§ **EXERCISE**
Reproduce the listing in full. Omit the pictures.
═════ DATA EXCERPTS ═════
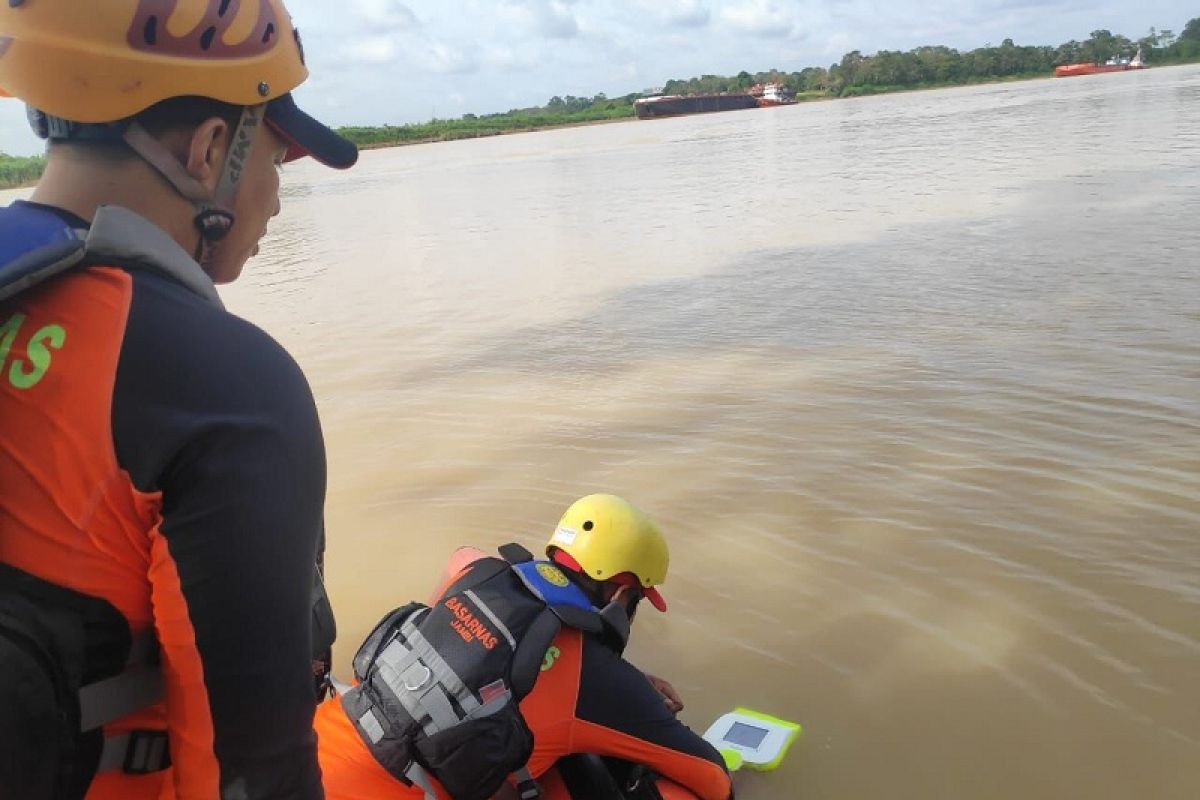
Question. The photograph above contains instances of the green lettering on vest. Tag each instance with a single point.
(51, 336)
(7, 334)
(551, 657)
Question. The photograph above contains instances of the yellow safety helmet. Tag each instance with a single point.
(609, 539)
(96, 62)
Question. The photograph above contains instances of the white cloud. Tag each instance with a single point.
(443, 58)
(677, 13)
(384, 14)
(761, 17)
(549, 18)
(372, 50)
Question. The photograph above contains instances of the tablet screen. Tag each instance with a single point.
(747, 735)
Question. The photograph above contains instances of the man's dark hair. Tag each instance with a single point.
(165, 116)
(186, 113)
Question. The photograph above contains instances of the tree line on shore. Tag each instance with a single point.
(852, 76)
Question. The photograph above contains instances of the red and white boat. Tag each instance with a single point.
(1111, 65)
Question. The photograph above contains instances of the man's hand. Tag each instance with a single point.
(670, 697)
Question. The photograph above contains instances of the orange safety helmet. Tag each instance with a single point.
(106, 61)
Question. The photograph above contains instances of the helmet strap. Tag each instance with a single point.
(214, 210)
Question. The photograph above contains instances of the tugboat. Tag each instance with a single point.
(1111, 65)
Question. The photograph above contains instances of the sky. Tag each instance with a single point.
(397, 61)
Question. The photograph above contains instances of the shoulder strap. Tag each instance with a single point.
(515, 553)
(35, 245)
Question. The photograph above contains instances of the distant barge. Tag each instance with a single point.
(678, 104)
(1111, 65)
(757, 96)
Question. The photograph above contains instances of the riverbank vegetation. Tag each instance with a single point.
(853, 76)
(19, 170)
(856, 74)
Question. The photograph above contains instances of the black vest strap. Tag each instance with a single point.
(515, 553)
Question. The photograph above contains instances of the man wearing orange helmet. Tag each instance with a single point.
(586, 697)
(162, 470)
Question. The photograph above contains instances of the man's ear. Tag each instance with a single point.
(207, 151)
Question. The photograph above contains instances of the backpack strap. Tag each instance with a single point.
(515, 553)
(35, 245)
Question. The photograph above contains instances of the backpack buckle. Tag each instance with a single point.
(145, 752)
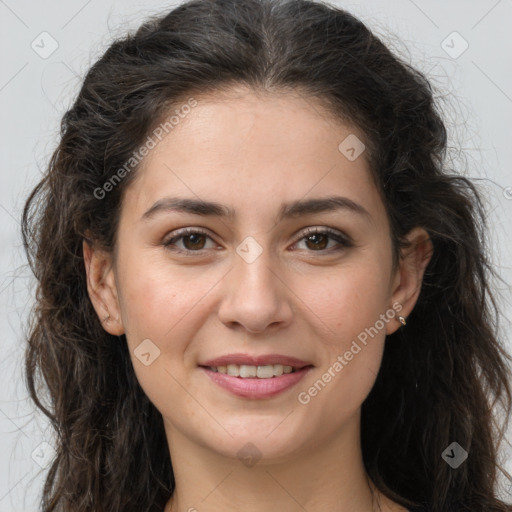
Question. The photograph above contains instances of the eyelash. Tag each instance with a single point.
(342, 240)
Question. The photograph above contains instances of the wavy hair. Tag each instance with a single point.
(443, 378)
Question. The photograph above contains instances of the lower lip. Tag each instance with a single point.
(257, 388)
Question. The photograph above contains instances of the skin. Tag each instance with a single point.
(252, 152)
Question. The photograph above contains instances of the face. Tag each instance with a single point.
(287, 274)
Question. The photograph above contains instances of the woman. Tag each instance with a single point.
(260, 286)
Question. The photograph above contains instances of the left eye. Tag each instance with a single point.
(317, 239)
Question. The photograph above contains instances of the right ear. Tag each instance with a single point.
(101, 287)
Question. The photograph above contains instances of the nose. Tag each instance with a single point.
(255, 295)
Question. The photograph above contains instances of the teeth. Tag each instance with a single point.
(246, 371)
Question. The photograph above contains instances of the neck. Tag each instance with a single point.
(318, 477)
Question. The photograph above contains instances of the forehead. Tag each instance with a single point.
(251, 149)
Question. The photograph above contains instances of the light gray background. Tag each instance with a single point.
(476, 87)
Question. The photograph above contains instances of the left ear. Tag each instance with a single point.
(409, 275)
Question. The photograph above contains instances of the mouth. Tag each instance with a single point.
(256, 377)
(243, 371)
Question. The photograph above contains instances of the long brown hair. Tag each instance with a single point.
(443, 378)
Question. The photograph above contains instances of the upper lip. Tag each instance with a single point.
(246, 359)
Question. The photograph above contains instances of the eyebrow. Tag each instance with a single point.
(287, 210)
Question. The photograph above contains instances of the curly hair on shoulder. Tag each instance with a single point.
(442, 378)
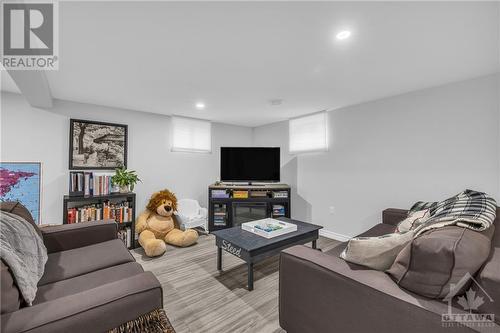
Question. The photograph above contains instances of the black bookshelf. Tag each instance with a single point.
(261, 203)
(70, 201)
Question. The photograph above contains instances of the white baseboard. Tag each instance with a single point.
(334, 235)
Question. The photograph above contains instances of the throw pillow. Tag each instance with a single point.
(10, 299)
(440, 257)
(413, 220)
(376, 252)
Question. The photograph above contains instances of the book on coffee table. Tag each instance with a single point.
(269, 228)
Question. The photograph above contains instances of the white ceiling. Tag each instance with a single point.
(162, 57)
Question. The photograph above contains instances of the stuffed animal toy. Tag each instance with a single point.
(156, 226)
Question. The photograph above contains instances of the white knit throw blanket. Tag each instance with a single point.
(22, 249)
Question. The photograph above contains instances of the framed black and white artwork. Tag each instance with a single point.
(97, 145)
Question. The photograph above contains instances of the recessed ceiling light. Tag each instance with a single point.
(343, 34)
(275, 102)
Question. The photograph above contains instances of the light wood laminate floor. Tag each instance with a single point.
(197, 298)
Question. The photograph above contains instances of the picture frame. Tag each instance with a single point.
(22, 181)
(101, 145)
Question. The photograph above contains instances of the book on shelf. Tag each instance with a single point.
(240, 194)
(278, 210)
(280, 194)
(126, 236)
(90, 183)
(120, 212)
(259, 194)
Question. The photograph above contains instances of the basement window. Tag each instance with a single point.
(308, 133)
(191, 135)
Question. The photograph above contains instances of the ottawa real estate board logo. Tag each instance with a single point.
(30, 39)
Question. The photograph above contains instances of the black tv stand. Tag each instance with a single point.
(233, 204)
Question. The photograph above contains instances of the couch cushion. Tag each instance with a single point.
(88, 281)
(440, 257)
(18, 209)
(68, 264)
(378, 230)
(95, 310)
(10, 298)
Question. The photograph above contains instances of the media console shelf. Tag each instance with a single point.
(231, 205)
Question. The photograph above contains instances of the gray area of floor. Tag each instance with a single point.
(197, 298)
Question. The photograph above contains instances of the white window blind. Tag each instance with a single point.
(193, 135)
(308, 133)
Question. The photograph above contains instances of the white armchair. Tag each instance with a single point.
(190, 214)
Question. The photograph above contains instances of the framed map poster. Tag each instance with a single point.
(22, 181)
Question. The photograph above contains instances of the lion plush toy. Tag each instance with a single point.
(156, 226)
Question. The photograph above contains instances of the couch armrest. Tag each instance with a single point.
(319, 292)
(70, 236)
(393, 216)
(94, 310)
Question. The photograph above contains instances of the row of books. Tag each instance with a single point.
(90, 183)
(278, 210)
(120, 212)
(126, 236)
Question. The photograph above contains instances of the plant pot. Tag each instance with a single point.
(124, 189)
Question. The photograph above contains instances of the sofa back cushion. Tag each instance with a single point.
(440, 257)
(10, 298)
(17, 208)
(488, 276)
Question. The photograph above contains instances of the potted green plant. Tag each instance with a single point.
(125, 180)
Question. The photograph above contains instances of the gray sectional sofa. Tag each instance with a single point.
(319, 292)
(91, 284)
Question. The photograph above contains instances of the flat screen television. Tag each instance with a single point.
(250, 164)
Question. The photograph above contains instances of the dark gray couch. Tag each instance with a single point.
(319, 292)
(91, 284)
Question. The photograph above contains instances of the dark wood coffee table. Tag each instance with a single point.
(253, 248)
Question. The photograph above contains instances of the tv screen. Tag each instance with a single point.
(239, 164)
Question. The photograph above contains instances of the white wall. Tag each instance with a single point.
(424, 145)
(34, 134)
═════
§ **TASK SOLUTION**
Question. The photograph above contains instances of the green lettering on vest. Tag each instance with a single point.
(51, 336)
(7, 334)
(551, 657)
Question. The photograph above contains instances of the yellow safety helmet. Tag each instance with a single point.
(609, 539)
(96, 62)
Question. The photograph above contains instances of the white cloud. Tag each instance with a single point.
(443, 58)
(677, 13)
(384, 14)
(761, 17)
(549, 18)
(372, 50)
Question. The photograph above contains instances of the tablet screen. Tag each instance with a single point.
(747, 735)
Question. The photograph above contains instances of the man's dark hair. Tag each instance with a single point.
(165, 116)
(186, 113)
Question. The photograph above contains instances of the tree line on shore. Tag each instance with a single point.
(852, 76)
Question. The photograph above contains instances of the red and white boat. Tag each instance with a single point.
(1111, 65)
Question. The photograph above contains instances of the man's hand. Tag each instance with a single point.
(670, 697)
Question. The photograph above contains instances of the orange safety helmet. Tag each instance with a single point.
(106, 61)
Question. The photograph above contains instances of the helmet strap. Tag each instance with a single point.
(214, 210)
Question. The photograph above contains instances of the tugboat. Tag each instance with a single point.
(1111, 65)
Question. The photograph above contains instances of the sky. Tag each instance with a single point.
(397, 61)
Question. The photograph above contains instances of the shoulder strap. Tag each instance with a single point.
(515, 553)
(35, 245)
Question. The photograph above contains instances of the distant barge. Tag each instance with a single point.
(678, 104)
(1111, 65)
(757, 96)
Question. The photograph above contains instances of the riverbank vegetation. Tag each instance with a single point.
(853, 76)
(19, 170)
(856, 74)
Question. The photograph above contains instances of the black vest strap. Tag each instance with a single point.
(515, 553)
Question. The photograph above contains instances of the man wearing orange helmet. Tag each instance with a single point.
(586, 697)
(162, 470)
Question. The photograph above contains instances of the man's ear. Tag each instance with a single point.
(207, 151)
Question. The photograph above contains instances of the backpack strap. Tag each instance with a single point.
(515, 553)
(35, 245)
Question. The photograph above contains instances of the backpack buckle. Tag each instance with a single point.
(145, 752)
Question. The photograph above contains instances of the eyelash. Tag each instance with a single point.
(342, 240)
Question. The photograph above contains instances of the wavy hair. Tag each instance with a single point.
(443, 378)
Question. The photograph above contains instances of the lower lip. Tag each instance with a single point.
(257, 388)
Question. The photograph above contains instances of the skin. Tag each instance with a single point.
(252, 152)
Question. The photograph above contains instances of the face. Tag each instance with a single point.
(287, 274)
Question. The photograph above contains instances of the woman. Tag each instance with a single point.
(260, 286)
Question. The photograph above contains instances of the left eye. Tag each instance with a single point.
(317, 239)
Question. The photograph above contains instances of the right ear. Tag each instance with a single point.
(101, 287)
Question. The photograph above contains instances of the nose. Tag each instance with a single point.
(255, 295)
Question. The photograph above contains instances of the teeth. Tag each instance with a single point.
(246, 371)
Question. The photograph above contains instances of the neck. Tag each instance with a single point.
(318, 477)
Question. The photograph above contains instances of the forehead. Tag each instance with a single point.
(251, 149)
Question. The photograph above contains instances of the light gray background. Tag each instance with a single point.
(476, 87)
Question. The photograph above contains instances of the left ear. Tag each instance with a single point.
(409, 275)
Question. The photograph above contains instances of the mouth. Tag each instance with a single point.
(256, 377)
(243, 371)
Question. The photograph above contains instances of the long brown hair. Tag each instance with a single point.
(443, 378)
Question. The photograph above contains instances of the upper lip. Tag each instance with a single point.
(246, 359)
Question. The photograph above contains instances of the eyebrow. Tag each instance with a single point.
(287, 210)
Question. The photograph above contains instances of the curly hair on shoulder. Tag each instance with a single point.
(442, 378)
Question. The photograph above contains instances of the black bookshelf. Tag each instance with a single point.
(261, 203)
(70, 201)
Question. The photograph above contains instances of the white baseboard. Tag each instance with a single point.
(334, 235)
Question. The photograph above contains instances of the throw pillow. Tag each instance with a single point.
(10, 299)
(440, 257)
(413, 220)
(376, 252)
Question. The photograph above contains instances of the book on coffee table. Tag each instance with a single point.
(269, 228)
Question. The photograph above contains instances of the white ceiling. Tag each instance with a single point.
(162, 57)
Question. The photograph above contains instances of the stuffed animal toy. Tag each instance with a single point.
(156, 226)
Question. The photograph above contains instances of the white knit throw blanket. Tag each instance with a single point.
(22, 249)
Question. The photograph above contains instances of the framed black and white artwork. Tag each instance with a single point.
(97, 145)
Question. The photograph above contains instances of the recessed ceiling light. Tag each instance with a single point.
(343, 34)
(275, 102)
Question. The photograph above contains instances of the light wood laminate floor. Tag each instance with a single point.
(197, 298)
Question. The photograph above contains instances of the picture frame. Tag each instance with a single point.
(22, 181)
(101, 145)
Question. The photograph above contains instances of the book on shelf. Tag each instance with a single point.
(240, 194)
(278, 210)
(280, 194)
(126, 236)
(90, 183)
(120, 212)
(259, 194)
Question. The photograph above contains instances of the basement window. Tag each instance with a single point.
(308, 133)
(191, 135)
Question. The photograph above contains instances of the ottawa real estate board logo. Tag each instance with a single point.
(30, 39)
Question. The photograph above contains instances of the black tv stand. Tag each instance with a single point.
(233, 204)
Question. The photograph above contains instances of the couch cushion. Tag each instance with a single point.
(88, 281)
(440, 257)
(18, 209)
(68, 264)
(378, 230)
(95, 310)
(10, 298)
Question. The photograph above contains instances of the media console shelf. Tag each instance with a single point.
(231, 205)
Question. The photograph above contains instances of the gray area of floor. Tag each instance with a single point.
(197, 298)
Question. The photograph above contains instances of the white window blind. Tag each instance with a single point.
(193, 135)
(308, 133)
Question. The photograph above contains instances of the white armchair. Tag each instance with a single point.
(190, 214)
Question. The photograph above contains instances of the framed map poster. Tag each instance with a single point.
(22, 181)
Question. The photograph above contains instances of the lion plush toy. Tag each instance with a single point.
(156, 226)
Question. The photograph above contains instances of the couch armrest. Tag each instance with a single point.
(319, 292)
(70, 236)
(393, 216)
(94, 310)
Question. The photograph above contains instances of the row of books. Tag each instance with a single point.
(90, 183)
(278, 210)
(120, 212)
(126, 236)
Question. The photograph above contains instances of the plant pot. Tag each instance with a single point.
(124, 189)
Question. The photograph above contains instances of the sofa back cushion. Tag each instance with a single point.
(440, 257)
(10, 298)
(17, 208)
(488, 276)
Question. The photograph above contains instances of the potted green plant. Tag each instance with a single point.
(125, 180)
Question. The photograph above contains instances of the gray sectional sofa. Tag each instance with a single point.
(319, 292)
(91, 284)
Question. The photograph above contains instances of the flat screen television. Tag each instance with a single point.
(250, 164)
Question. The photograph above contains instances of the dark gray couch. Tag each instance with a single point.
(319, 292)
(91, 284)
Question. The photograph above contains instances of the dark wood coffee table. Tag each instance with a single point.
(253, 248)
Question. The photograph above contains instances of the tv screen. Tag each instance with a single point.
(239, 164)
Question. The photograph above contains instances of the white wall. Tag each instance with a single point.
(424, 145)
(34, 134)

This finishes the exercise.